● **What is asked**
List every line below that contains the word "cypress".
___ Material to process ___
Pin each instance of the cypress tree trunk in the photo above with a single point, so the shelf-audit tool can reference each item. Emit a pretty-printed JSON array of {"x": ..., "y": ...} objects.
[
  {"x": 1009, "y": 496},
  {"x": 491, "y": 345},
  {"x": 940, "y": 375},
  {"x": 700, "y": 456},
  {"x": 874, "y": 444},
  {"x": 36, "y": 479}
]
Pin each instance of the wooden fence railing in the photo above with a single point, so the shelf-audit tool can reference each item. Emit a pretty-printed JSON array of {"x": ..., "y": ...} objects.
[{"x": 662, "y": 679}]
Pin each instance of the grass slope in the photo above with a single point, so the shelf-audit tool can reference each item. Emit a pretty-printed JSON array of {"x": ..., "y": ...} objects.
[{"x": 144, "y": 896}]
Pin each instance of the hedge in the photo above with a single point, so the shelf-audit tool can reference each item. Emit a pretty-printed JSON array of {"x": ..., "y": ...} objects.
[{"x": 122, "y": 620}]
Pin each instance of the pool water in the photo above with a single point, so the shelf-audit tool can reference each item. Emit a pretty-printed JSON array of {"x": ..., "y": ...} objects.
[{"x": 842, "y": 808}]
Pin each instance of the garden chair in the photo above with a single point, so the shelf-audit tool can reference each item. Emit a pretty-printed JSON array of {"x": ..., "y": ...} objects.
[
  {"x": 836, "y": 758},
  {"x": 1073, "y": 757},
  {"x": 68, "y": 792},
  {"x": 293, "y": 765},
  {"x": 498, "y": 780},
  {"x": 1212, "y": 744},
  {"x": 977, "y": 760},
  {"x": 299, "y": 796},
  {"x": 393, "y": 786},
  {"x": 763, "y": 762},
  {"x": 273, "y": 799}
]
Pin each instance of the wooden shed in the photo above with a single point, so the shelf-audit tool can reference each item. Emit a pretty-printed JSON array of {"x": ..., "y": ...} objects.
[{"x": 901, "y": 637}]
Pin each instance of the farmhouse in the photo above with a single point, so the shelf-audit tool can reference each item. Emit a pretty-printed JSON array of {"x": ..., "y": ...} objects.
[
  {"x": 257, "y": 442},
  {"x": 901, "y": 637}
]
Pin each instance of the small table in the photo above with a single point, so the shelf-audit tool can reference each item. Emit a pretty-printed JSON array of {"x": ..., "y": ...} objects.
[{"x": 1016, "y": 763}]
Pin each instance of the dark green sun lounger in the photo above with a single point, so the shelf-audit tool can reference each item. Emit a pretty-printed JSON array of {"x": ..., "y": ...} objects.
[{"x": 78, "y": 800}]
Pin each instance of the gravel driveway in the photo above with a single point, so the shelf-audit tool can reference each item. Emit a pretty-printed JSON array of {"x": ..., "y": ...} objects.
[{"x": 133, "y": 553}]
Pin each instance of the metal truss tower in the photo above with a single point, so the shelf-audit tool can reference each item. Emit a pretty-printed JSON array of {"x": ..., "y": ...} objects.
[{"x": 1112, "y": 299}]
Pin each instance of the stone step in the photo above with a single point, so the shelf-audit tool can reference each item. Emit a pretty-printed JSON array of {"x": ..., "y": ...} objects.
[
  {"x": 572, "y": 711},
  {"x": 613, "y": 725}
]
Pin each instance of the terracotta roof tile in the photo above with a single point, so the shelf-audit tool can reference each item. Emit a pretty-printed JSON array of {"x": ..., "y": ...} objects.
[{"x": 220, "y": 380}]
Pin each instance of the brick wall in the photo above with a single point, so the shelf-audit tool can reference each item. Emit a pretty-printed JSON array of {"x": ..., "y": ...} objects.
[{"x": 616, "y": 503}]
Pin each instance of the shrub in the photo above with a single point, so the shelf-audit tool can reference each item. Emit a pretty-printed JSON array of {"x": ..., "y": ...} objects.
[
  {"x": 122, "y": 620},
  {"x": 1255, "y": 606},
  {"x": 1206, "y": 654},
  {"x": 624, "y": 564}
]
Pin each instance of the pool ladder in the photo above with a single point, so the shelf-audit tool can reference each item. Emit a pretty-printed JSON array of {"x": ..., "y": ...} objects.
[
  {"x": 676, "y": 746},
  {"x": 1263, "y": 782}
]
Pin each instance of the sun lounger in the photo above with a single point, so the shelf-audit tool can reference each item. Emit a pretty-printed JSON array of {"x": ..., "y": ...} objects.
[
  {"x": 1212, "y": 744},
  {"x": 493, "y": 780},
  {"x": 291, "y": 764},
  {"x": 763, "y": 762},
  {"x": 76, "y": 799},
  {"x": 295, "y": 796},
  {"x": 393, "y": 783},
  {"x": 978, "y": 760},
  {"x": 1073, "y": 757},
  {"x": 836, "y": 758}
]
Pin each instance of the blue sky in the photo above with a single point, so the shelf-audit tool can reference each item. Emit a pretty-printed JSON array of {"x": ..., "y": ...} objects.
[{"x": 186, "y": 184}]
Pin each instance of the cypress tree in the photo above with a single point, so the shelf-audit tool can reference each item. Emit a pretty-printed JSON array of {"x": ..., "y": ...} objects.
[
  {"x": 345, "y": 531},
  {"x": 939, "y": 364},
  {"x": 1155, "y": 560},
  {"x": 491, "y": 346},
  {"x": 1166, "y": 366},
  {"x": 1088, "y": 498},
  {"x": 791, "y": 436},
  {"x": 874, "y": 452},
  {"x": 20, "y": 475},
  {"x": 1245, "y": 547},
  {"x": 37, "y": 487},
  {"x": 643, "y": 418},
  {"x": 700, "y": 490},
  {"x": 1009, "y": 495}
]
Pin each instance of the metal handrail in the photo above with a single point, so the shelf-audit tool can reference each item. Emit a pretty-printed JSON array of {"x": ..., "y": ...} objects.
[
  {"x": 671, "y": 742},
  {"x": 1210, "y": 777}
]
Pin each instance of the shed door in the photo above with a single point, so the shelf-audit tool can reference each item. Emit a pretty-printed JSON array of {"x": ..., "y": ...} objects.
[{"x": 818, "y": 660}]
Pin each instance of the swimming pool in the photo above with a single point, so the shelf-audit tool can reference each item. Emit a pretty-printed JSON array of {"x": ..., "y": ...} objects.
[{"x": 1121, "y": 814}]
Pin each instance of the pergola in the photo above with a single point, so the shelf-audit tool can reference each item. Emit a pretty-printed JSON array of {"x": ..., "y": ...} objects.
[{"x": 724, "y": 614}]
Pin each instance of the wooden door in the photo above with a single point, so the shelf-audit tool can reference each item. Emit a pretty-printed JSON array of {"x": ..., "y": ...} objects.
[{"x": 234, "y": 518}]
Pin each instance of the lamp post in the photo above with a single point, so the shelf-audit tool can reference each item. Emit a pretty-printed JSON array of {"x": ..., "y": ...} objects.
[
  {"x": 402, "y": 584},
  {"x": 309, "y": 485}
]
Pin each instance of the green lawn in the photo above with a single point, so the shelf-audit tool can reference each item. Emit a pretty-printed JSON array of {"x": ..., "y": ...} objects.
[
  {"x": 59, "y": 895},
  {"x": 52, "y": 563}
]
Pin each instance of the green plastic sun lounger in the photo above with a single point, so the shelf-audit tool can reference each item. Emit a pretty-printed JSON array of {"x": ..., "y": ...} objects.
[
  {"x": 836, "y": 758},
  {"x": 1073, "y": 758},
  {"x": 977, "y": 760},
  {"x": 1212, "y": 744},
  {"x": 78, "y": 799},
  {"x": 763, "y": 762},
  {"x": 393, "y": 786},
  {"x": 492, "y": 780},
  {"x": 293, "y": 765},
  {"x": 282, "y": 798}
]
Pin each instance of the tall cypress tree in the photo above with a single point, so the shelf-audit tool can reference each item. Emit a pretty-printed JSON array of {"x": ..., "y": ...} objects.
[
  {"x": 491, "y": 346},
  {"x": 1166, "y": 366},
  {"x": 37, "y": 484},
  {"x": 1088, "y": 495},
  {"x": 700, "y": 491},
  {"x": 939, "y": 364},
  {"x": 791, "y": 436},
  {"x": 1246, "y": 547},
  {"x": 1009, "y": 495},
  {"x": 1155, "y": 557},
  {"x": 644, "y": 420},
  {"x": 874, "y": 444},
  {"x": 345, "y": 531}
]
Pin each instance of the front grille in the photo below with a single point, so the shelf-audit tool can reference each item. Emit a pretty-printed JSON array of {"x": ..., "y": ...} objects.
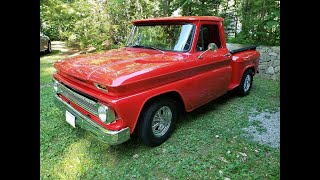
___
● **Solution for this task**
Pin each instance of the cypress tree trunk in the photo above with a single point, so the shelf-audit tool can reference each item. Emit a pretty-printed JSON array of {"x": ..., "y": ...} objects.
Pin each instance of the cypress tree in the photo above with a single point, so the shelf-audit tool can reference each item. Emit a pretty-printed JSON array of {"x": ..., "y": ...} objects.
Pin each instance of the tall cypress tree in the photo above with a single point, so the shelf-audit tool can reference each item. Emit a pretty-printed JSON array of {"x": ..., "y": ...} objects.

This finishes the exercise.